Gamelan, Warisan Budaya yang harus Dijaga

Gamelan, Warisan Budaya yang harus Dijaga

DI TENGAH terjalnya tren kegandrungan terhadap dunia hiburan, seperti K-Pop, Pop Indonesia, Pop Religi, Rock n’ Roll, Jazz, Bosanova, Dangdut Koplo, dan lain-lain, rupanya gamelan tetap menjadi pilihan bagi masyarakat di negeri ini. Kita lihat saja, tak sedikit seremoni yang sarat makna tetap menghadirkan gamelan yang gagah dalam kesahajaan mengalun membius telinga dan jiwa.

Alat musik gamelan adalah sekumpulan instrumen musik yang dimainkan dalam sebuah ensembel atau sajian musik. Dalam sebuah pertunjukan gamelan, akan dimainkan beberapa alat musik yang saling berpadu untuk menghasilkan sebuah tetabuhan yang merdu. Saat ini, gamelan banyak digunakan di pulau Jawa, Madura, Bali, dan Lombok.

Selain itu, gamelan Jawa juga berkembang pesat ketika zaman Majapahit. Bahkan pada saat itu dapat menyebar ke beberapa daerah di sekitar Jawa, seperti Bali dan Sunda. Akan tetapi gamelan yang terdapat di Jawa Tengah berbeda dengan gamelan dari Bali dan Sunda. Gamelan Jawa berfrasa nada lembut. Sedangkan gamelan Bali trennya rancak dan gamelan Sunda lebih mendayu dengan balutan seruling.

SOAL LATIHAN:
1. Terjemahkan kalimat dari teks tentang gamelan ini ke dalam bahasa Inggris: "Saat ini, gamelan banyak digunakan di pulau Jawa, Madura, Bali, dan Lombok."
2. Salin persis bagian teks tentang gamelan, dari "Alat musik gamelan" sampai dengan "Bali, dan Lombok.".

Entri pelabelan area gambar
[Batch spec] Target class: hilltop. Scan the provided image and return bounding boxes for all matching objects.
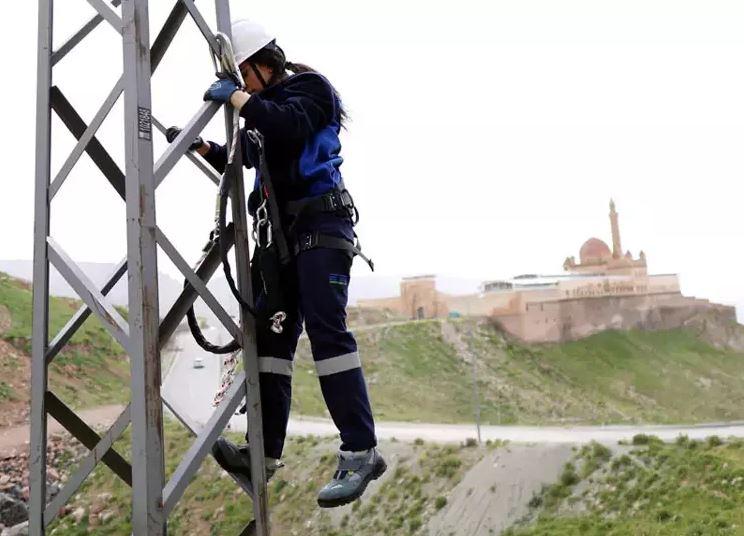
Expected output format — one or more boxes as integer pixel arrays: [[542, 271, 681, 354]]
[[293, 312, 744, 424]]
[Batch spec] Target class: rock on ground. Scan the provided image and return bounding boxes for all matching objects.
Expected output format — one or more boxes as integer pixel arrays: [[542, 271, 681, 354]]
[[0, 493, 28, 527]]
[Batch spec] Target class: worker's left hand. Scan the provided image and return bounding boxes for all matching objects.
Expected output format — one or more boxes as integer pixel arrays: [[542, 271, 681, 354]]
[[204, 77, 240, 103]]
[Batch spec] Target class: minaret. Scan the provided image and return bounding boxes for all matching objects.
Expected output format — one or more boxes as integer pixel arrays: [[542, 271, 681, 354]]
[[610, 199, 623, 259]]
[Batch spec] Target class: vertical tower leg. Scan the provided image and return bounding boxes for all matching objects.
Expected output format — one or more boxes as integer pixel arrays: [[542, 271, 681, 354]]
[[29, 0, 54, 536], [216, 0, 270, 536], [122, 0, 166, 536]]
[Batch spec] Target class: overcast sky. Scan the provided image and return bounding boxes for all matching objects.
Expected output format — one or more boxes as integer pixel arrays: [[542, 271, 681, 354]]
[[0, 0, 744, 316]]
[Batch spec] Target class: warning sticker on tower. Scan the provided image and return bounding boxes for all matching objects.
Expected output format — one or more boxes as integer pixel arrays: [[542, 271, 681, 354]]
[[137, 108, 152, 140]]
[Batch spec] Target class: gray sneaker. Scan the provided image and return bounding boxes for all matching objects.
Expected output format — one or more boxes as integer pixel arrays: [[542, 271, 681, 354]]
[[318, 448, 387, 508], [212, 437, 282, 490]]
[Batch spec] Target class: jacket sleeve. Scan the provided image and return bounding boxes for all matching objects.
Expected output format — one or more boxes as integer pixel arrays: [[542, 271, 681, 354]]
[[240, 73, 336, 139]]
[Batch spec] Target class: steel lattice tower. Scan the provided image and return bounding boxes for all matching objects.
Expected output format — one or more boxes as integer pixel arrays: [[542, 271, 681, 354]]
[[29, 0, 269, 536]]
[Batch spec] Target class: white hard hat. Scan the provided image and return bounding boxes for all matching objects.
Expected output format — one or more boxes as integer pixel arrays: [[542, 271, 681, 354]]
[[232, 19, 275, 65]]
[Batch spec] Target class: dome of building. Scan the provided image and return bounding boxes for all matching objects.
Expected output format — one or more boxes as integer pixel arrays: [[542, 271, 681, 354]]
[[579, 238, 612, 264]]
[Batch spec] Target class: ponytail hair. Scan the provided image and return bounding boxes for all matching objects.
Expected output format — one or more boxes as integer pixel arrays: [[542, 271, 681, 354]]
[[247, 45, 349, 128]]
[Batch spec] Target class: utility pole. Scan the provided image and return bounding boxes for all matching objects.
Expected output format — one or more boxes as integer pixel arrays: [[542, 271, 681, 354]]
[[29, 0, 270, 536]]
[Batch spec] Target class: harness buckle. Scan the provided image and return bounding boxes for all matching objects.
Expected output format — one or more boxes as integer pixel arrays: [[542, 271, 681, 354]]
[[299, 233, 318, 251], [270, 311, 287, 334]]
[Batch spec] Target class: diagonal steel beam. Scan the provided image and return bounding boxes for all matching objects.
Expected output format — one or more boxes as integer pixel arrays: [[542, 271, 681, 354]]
[[181, 0, 220, 57], [155, 227, 243, 342], [50, 0, 198, 203], [51, 86, 125, 199], [47, 237, 130, 353], [159, 223, 235, 347], [163, 375, 245, 515], [150, 0, 192, 73], [44, 405, 130, 526], [155, 101, 222, 187], [52, 0, 121, 66], [152, 116, 221, 186], [49, 77, 124, 200], [88, 0, 123, 34], [46, 258, 127, 366], [44, 391, 132, 486]]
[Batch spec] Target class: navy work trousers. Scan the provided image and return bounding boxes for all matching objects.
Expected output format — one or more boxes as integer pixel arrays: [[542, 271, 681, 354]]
[[254, 248, 377, 458]]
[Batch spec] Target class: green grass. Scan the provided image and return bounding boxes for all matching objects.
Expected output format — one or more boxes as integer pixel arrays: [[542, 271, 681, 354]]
[[0, 381, 17, 402], [293, 322, 482, 422], [0, 273, 129, 407], [293, 319, 744, 424], [49, 422, 484, 536], [504, 438, 744, 536]]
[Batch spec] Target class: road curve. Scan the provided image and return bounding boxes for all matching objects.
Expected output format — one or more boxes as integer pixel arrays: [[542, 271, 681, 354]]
[[163, 329, 744, 444]]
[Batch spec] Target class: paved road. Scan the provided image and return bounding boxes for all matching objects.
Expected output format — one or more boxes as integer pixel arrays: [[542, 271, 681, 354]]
[[164, 329, 744, 444], [162, 322, 227, 427], [0, 329, 744, 456]]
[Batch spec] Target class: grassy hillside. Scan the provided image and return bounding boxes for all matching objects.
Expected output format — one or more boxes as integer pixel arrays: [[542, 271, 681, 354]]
[[50, 423, 485, 536], [504, 436, 744, 536], [0, 273, 129, 418], [293, 319, 744, 424]]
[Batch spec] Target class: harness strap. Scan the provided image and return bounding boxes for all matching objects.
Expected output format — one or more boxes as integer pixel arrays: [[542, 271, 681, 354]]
[[285, 190, 354, 216], [294, 231, 375, 272]]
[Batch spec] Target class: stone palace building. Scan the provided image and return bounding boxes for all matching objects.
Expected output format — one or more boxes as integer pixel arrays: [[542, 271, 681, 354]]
[[357, 201, 736, 342]]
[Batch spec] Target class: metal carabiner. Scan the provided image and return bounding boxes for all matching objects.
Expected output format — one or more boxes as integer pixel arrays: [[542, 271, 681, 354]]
[[253, 199, 271, 247], [270, 311, 287, 334]]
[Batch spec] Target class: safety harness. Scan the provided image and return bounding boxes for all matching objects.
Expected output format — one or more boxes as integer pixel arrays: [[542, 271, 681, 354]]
[[285, 188, 375, 272], [184, 33, 374, 376]]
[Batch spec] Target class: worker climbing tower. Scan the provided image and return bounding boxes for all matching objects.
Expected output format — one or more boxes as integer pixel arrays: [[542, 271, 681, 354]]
[[29, 0, 269, 536]]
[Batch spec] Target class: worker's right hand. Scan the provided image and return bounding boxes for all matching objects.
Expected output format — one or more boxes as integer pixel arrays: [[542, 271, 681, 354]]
[[165, 127, 204, 151]]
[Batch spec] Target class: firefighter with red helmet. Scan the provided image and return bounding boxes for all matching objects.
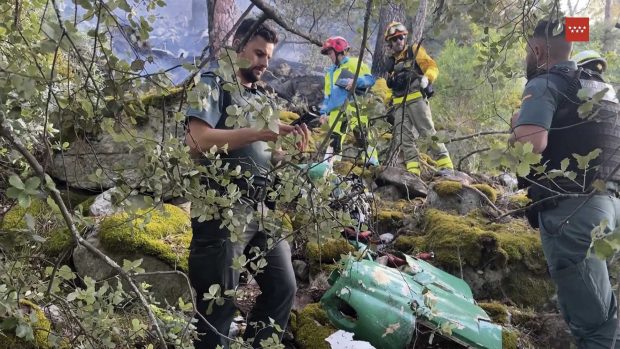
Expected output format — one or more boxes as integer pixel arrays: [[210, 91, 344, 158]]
[[384, 22, 454, 176], [321, 36, 379, 166]]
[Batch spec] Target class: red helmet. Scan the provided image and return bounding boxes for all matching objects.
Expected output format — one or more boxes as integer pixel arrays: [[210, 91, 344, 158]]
[[383, 21, 409, 41], [321, 36, 349, 55]]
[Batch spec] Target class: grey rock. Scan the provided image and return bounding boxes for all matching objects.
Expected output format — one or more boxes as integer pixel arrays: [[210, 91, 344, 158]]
[[377, 167, 428, 199], [375, 184, 407, 201], [73, 228, 190, 304], [293, 259, 310, 281], [497, 173, 518, 191], [426, 183, 485, 215], [379, 233, 394, 244]]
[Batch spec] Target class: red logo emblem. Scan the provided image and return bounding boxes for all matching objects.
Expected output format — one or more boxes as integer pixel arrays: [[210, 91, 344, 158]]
[[564, 17, 590, 41]]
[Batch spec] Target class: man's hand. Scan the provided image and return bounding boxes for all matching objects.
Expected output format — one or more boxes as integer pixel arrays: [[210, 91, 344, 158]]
[[295, 124, 312, 151], [420, 76, 428, 89], [258, 124, 311, 151], [345, 79, 353, 91], [257, 124, 296, 142]]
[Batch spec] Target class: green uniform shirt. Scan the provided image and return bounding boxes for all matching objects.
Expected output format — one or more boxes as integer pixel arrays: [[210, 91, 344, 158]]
[[515, 61, 577, 130], [185, 75, 272, 177]]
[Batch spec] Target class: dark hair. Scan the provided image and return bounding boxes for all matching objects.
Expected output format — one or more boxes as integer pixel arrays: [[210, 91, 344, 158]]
[[234, 18, 278, 49], [532, 19, 566, 39]]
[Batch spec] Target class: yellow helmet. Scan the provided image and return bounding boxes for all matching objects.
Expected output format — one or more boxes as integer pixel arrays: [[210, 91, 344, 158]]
[[384, 22, 409, 41]]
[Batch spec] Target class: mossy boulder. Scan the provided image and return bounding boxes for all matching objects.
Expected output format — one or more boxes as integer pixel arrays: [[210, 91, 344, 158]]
[[291, 303, 337, 349], [73, 204, 191, 304], [306, 239, 355, 264], [394, 209, 554, 307], [0, 299, 55, 349]]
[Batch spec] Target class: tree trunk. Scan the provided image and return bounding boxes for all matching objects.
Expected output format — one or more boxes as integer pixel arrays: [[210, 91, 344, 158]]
[[189, 0, 208, 33], [602, 0, 614, 52], [386, 0, 428, 166], [371, 1, 405, 77], [206, 0, 237, 53], [409, 0, 428, 44]]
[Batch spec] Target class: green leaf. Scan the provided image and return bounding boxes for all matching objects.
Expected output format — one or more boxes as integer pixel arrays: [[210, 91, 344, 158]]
[[131, 319, 141, 331], [26, 177, 41, 190], [15, 324, 32, 338], [6, 187, 22, 199], [516, 162, 530, 177], [209, 284, 220, 296], [17, 193, 32, 208], [226, 104, 241, 116], [592, 179, 607, 193], [9, 175, 25, 190], [24, 213, 36, 231]]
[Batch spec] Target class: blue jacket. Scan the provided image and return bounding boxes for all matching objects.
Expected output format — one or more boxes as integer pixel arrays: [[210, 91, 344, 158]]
[[321, 57, 375, 115]]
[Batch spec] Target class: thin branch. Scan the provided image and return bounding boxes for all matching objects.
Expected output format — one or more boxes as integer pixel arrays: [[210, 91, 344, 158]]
[[456, 147, 491, 171], [444, 131, 510, 144], [250, 0, 323, 46]]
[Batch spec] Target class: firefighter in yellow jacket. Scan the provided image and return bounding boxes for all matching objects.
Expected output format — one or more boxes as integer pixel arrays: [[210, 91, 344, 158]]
[[321, 36, 379, 166], [385, 22, 453, 176]]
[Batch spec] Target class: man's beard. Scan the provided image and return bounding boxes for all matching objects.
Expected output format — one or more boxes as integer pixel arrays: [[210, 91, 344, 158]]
[[525, 61, 540, 80], [239, 68, 260, 83]]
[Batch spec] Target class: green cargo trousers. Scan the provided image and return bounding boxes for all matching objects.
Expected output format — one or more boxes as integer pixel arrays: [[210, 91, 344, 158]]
[[188, 198, 297, 349], [538, 195, 620, 349], [392, 98, 449, 163]]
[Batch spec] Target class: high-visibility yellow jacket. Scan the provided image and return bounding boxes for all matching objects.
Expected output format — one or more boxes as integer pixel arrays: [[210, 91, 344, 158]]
[[394, 44, 439, 83], [321, 57, 375, 114]]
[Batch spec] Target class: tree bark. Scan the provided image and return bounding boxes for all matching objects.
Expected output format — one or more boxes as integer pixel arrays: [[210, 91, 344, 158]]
[[409, 0, 428, 44], [602, 0, 614, 52], [371, 1, 405, 77], [205, 0, 237, 53]]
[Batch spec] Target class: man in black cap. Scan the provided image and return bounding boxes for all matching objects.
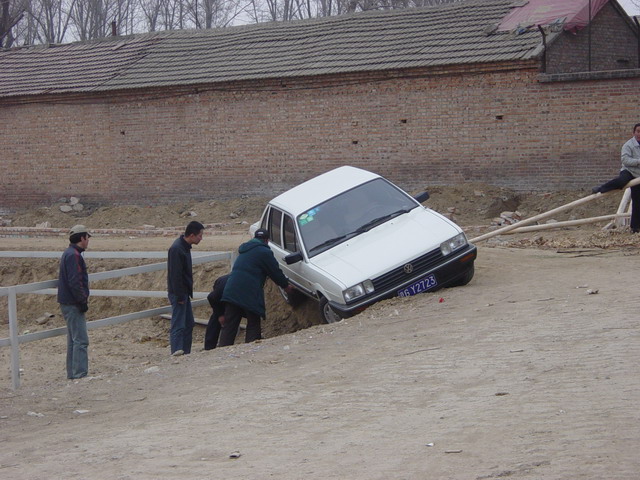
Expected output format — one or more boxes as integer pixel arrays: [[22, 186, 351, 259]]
[[167, 221, 204, 356], [218, 228, 293, 347], [58, 225, 91, 379]]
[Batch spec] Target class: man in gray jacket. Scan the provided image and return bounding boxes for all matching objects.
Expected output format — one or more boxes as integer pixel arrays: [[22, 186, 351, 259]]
[[591, 123, 640, 233], [58, 225, 91, 378]]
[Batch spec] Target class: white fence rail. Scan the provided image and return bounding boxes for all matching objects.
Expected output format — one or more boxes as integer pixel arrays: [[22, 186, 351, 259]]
[[0, 251, 235, 390]]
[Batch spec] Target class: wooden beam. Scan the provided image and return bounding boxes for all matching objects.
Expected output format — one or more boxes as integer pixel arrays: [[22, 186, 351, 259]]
[[469, 177, 640, 243]]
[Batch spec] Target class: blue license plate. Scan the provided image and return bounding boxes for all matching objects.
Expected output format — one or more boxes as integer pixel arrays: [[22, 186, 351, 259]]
[[398, 274, 438, 297]]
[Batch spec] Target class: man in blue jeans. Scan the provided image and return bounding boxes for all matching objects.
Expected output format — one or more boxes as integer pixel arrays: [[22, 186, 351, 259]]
[[591, 123, 640, 233], [58, 225, 91, 379], [167, 221, 204, 356]]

PEMBAHASAN JAWABAN:
1. Today, gamelan is widely used on the islands of Java, Madura, Bali, and Lombok.

2.
Alat musik gamelan adalah sekumpulan instrumen musik yang dimainkan dalam sebuah ensembel atau sajian musik. Dalam sebuah pertunjukan gamelan, akan dimainkan beberapa alat musik yang saling berpadu untuk menghasilkan sebuah tetabuhan yang merdu. Saat ini, gamelan banyak digunakan di pulau Jawa, Madura, Bali, dan Lombok.